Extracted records
----------

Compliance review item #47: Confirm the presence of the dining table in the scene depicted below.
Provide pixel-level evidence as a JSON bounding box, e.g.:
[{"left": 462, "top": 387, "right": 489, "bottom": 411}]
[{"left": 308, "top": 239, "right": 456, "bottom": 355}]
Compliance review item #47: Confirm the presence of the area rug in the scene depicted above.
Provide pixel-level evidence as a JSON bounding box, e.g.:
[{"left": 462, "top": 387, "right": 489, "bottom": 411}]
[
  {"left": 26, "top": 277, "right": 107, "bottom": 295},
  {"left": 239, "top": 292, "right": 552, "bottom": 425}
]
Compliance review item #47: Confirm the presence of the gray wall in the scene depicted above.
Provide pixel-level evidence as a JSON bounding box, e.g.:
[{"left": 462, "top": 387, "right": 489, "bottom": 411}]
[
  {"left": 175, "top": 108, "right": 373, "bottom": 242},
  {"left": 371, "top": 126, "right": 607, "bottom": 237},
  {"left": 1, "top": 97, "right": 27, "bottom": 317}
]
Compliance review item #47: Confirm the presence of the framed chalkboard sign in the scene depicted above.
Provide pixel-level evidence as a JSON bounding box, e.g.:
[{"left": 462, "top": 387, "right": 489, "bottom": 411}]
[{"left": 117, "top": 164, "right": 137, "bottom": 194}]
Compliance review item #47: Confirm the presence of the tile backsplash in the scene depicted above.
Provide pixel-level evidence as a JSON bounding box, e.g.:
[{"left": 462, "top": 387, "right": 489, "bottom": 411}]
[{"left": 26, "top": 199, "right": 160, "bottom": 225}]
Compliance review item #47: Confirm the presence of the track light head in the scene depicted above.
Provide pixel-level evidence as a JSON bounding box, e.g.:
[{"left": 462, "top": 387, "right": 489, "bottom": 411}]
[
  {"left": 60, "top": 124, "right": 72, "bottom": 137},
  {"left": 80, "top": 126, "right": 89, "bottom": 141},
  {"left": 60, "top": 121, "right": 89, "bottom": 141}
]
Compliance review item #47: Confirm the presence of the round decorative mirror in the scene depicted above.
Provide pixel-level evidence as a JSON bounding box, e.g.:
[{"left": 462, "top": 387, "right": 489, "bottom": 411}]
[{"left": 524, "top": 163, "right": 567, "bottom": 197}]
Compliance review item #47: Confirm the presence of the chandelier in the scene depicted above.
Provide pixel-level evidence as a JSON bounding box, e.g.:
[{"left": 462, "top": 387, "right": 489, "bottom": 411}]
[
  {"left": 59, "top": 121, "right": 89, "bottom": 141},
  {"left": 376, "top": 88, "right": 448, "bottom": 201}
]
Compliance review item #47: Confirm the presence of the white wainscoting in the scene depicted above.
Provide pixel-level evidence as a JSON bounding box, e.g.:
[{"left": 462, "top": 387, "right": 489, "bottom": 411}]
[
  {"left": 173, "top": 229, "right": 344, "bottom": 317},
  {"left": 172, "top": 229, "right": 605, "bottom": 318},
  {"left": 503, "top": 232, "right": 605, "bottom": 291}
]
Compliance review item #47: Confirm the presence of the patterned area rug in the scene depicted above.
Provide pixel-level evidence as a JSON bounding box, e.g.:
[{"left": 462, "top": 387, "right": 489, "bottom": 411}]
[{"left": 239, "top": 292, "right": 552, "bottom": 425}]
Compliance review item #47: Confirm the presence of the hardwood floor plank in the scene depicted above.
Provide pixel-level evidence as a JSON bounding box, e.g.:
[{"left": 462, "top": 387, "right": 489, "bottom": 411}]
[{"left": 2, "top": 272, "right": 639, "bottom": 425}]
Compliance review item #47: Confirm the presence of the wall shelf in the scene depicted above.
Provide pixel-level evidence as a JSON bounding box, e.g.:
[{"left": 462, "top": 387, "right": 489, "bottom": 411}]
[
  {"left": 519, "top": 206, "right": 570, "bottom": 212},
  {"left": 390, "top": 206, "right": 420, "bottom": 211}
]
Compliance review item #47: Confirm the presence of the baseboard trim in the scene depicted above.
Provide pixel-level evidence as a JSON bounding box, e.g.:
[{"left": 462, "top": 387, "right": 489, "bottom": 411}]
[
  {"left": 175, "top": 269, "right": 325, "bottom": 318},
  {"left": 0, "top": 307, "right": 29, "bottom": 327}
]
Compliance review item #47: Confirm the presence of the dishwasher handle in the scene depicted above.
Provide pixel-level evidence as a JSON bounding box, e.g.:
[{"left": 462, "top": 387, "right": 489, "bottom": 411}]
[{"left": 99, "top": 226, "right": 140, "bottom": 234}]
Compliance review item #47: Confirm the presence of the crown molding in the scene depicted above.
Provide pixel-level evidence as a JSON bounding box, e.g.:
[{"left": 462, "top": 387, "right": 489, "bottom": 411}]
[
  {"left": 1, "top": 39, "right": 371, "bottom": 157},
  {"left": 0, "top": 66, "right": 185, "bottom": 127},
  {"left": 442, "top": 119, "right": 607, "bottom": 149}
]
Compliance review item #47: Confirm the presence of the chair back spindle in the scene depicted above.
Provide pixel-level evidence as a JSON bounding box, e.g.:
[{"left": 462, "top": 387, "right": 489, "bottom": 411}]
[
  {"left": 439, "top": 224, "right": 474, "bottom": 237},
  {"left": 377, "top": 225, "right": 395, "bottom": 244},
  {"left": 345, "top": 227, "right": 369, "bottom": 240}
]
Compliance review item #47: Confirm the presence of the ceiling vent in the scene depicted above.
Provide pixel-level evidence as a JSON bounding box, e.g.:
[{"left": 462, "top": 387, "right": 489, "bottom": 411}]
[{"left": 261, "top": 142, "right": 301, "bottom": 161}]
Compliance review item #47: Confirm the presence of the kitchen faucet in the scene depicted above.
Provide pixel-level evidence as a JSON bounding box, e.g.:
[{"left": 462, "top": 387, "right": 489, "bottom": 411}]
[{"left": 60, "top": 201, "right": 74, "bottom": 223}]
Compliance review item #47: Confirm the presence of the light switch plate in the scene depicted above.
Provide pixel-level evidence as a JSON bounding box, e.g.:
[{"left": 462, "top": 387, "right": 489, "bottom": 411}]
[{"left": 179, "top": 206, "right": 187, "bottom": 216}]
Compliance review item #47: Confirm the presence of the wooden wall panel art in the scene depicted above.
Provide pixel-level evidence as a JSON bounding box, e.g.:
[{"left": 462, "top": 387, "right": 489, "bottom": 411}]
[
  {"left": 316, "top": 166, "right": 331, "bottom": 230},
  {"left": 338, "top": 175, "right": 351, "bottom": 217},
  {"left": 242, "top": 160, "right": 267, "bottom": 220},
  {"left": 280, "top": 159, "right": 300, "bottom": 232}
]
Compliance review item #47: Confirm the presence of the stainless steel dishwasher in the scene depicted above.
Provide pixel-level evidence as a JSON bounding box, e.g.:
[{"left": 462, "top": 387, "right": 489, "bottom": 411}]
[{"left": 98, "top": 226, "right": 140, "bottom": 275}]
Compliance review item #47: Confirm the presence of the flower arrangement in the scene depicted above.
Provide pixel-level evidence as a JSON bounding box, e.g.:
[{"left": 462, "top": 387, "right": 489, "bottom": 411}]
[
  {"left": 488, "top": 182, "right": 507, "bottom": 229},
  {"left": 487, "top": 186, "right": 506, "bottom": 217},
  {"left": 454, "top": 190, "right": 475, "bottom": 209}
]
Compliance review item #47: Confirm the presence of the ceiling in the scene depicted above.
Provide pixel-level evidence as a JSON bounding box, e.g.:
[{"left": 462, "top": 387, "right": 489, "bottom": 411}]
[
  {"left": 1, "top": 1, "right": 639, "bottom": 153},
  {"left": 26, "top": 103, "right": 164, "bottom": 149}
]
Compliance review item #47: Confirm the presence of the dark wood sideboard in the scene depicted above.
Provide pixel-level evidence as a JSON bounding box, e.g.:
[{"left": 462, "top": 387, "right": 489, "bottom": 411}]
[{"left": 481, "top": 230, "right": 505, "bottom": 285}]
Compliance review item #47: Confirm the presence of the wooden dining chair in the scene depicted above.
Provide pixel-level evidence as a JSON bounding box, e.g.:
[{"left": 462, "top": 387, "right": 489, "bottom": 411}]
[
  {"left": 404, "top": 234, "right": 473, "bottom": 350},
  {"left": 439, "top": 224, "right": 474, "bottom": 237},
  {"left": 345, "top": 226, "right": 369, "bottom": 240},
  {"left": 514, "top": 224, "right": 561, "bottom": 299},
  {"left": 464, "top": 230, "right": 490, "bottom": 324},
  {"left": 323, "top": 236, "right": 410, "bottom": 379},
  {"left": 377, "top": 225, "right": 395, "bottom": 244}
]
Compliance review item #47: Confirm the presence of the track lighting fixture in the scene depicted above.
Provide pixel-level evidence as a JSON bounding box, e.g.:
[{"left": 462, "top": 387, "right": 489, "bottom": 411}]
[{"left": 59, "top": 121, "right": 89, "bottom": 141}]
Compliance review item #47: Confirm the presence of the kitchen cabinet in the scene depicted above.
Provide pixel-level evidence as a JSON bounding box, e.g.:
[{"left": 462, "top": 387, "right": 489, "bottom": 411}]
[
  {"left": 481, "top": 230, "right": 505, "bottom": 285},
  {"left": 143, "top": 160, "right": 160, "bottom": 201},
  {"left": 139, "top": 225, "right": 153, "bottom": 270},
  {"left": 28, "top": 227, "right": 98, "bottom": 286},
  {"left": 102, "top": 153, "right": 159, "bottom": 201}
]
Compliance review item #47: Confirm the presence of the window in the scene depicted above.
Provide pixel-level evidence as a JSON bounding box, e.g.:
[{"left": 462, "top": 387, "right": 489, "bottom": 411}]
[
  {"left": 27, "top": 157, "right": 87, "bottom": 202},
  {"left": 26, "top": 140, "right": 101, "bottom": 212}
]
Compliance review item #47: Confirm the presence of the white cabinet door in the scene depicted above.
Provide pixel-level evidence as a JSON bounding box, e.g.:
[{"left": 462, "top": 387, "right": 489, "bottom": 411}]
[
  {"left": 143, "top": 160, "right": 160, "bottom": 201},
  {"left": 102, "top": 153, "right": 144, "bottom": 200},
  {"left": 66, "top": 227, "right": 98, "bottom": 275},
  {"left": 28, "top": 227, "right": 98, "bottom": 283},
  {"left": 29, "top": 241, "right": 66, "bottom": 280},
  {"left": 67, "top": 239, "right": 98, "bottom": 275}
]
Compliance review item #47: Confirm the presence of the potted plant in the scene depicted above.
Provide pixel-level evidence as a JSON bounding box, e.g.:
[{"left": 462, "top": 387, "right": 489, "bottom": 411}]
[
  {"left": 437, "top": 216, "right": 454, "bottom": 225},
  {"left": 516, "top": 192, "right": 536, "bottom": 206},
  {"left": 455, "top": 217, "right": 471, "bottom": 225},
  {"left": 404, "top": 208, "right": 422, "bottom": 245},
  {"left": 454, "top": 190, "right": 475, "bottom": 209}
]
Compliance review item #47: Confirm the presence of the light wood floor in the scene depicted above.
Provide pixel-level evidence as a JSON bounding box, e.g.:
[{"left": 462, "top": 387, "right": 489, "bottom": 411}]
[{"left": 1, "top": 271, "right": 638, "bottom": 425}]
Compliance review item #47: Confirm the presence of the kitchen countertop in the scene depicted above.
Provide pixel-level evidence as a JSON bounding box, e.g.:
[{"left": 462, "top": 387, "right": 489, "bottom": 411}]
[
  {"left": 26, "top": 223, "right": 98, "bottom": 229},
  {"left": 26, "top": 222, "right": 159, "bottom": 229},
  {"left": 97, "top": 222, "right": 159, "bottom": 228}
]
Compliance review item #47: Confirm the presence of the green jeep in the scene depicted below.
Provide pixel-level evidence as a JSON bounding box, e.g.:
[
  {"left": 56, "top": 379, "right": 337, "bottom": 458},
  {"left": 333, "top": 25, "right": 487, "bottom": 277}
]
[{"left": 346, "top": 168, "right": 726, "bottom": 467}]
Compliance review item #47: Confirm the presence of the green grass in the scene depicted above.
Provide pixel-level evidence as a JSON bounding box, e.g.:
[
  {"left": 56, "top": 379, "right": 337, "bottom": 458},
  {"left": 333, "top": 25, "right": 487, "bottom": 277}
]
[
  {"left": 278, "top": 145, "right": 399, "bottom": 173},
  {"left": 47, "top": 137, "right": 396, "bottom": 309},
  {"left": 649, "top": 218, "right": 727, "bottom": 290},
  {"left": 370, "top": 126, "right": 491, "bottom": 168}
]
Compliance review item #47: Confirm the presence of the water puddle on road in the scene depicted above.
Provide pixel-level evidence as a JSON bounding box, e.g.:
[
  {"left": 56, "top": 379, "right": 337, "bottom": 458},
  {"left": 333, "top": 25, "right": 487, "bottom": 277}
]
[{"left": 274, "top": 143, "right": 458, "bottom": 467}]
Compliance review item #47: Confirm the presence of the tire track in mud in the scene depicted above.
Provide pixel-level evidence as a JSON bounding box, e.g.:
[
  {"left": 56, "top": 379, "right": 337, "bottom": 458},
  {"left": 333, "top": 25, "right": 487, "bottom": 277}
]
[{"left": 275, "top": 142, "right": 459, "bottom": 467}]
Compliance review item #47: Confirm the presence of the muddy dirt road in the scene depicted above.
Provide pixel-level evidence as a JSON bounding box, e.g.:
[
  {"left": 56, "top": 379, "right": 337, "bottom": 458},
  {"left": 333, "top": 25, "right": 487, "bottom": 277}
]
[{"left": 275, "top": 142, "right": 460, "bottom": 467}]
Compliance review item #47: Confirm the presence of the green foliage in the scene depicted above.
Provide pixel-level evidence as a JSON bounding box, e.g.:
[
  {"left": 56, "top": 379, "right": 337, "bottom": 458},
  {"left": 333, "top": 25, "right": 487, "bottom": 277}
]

----------

- About this task
Return all lines from the entries that contain the string "wooden".

- Response area
Compliance review item #47: Confirm the presence of the wooden wall panel art in the scene depicted above.
Compliance review item #47: Confirm the presence of the wooden dining chair in the scene depicted above.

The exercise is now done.